## Given text
*****

# Merry Christmas



## Ian (Dec 23, 2005)

Well, it had to be said, merry christmas  

Anyone getting anything decent this year??


----------



## Jwonni (Dec 23, 2005)

same to you mate and all the rest of you have a good one and best wishes for the future year


----------



## ibanez_freak (Dec 23, 2005)

Yup,

Happy Christmas and a Merry New Year!

New guitar for me  so I'm very pleased. Would be nice if these ghost ooth hatched though. Would be funny as heck if they hatched on Christmas day I think.

Any ways, have a good one everybody!!!

Cheers, Cameron.


----------



## Johnald Chaffinch (Dec 23, 2005)

yeh then they'd all become the _ghosts_ of christmas past. :roll:

merry christmas everyone and all mantids everywhere!


----------



## Obie (Dec 23, 2005)

Happy holidays everyone! I'm gonna feed my mantises a little extra in the spirit of the season...


----------



## nickyp0 (Dec 23, 2005)

merry X-mass everyone


----------



## Samzo (Dec 23, 2005)

*****

[Photo-based point labeling records]
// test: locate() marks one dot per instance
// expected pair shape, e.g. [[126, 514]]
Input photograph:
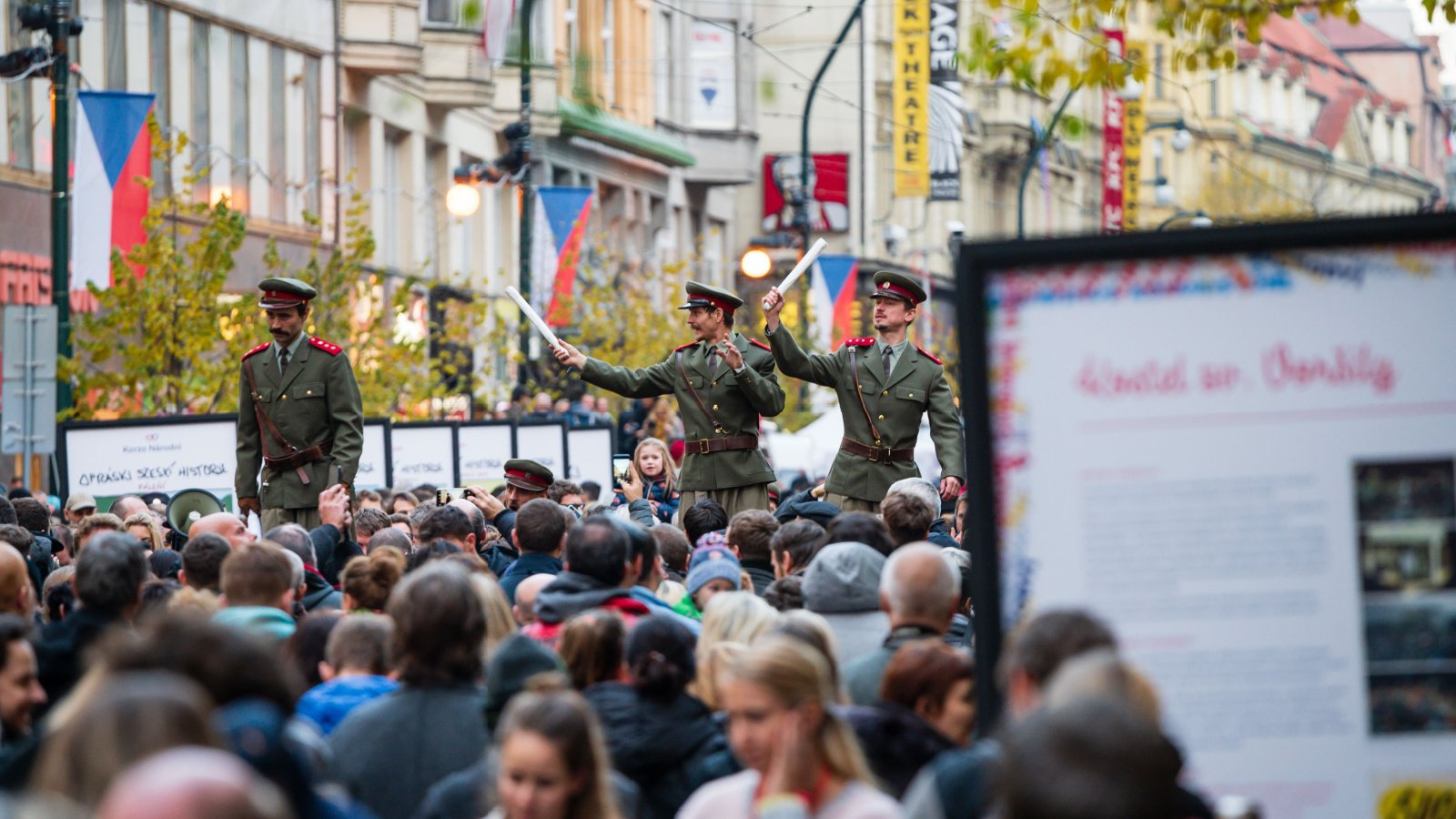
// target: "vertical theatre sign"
[[1135, 123], [1111, 220], [945, 101], [910, 98]]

*****

## Requirement 1
Update the Christmas thread from "## Obie (Dec" through "nickyp0 (Dec 23, 2005)", replacing "mantises" with "mantids".
## Requirement 2
In the Christmas thread, what new item does ibanez_freak say they are getting?

## Reply 1
## Obie (Dec 23, 2005)

Happy holidays everyone! I'm gonna feed my mantids a little extra in the spirit of the season...


----------



## nickyp0 (Dec 23, 2005)

## Reply 2
A new guitar.